_Source excerpt_.
Saint Theophilus the Penitent or Theophilus of Adana (Greek: Θεόφιλος Άδανας, died  538 AD) was a cleric in the sixth century Church who is said to have made a deal with the Devil to gain an ecclesiastical position. His story is significant as it is one of the oldest popular stories of a pact with the devil and was an inspiration for the Faust legend. Eutychianus of Adana, who claimed to be an eyewitness of the events, is the first to record Theophilus's story.

Although Theophilus is considered to be an historical personage, the tale associated with him is of an apocryphal nature. His feast day is February 4.

Legend

Theophilus was the archdeacon of Adana, Cilicia, then a part of the Byzantine Empire. He was unanimously elected to be a bishop, and when out of humility he turned the position down, another man was elected in his stead. When the new bishop, based on malicious and unfounded rumors, unjustly deprived Theophilus of his position as archdeacon, Theophilus regretted his previous stance and sought out a necromancer, who helped him contact Satan. In exchange for his aid, Satan demanded that Theophilus renounce Christ and the Virgin Mary in a contract signed with his own blood. Theophilus complied, and the devil gave him the position as bishop.

_What this task involves_. Summarize the passage on Theophilus of Adana in two sentences. The listing has nothing to do with the passage on Theophilus of Adana.

_Material_.
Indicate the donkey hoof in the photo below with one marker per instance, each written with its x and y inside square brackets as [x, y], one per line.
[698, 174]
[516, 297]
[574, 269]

_Exercise output_. Theophilus of Adana was a sixth-century cleric who is said to have made a deal with the Devil to gain a church position, and his story, first recorded by Eutychianus of Adana, is one of the oldest popular tales of a pact with the devil and inspired the Faust legend. In the legend, after he turned down election as bishop and was later unjustly stripped of his post as archdeacon by the new bishop, he contacted Satan through a necromancer, signed a contract in his own blood renouncing Christ and the Virgin Mary, and was given the position of bishop.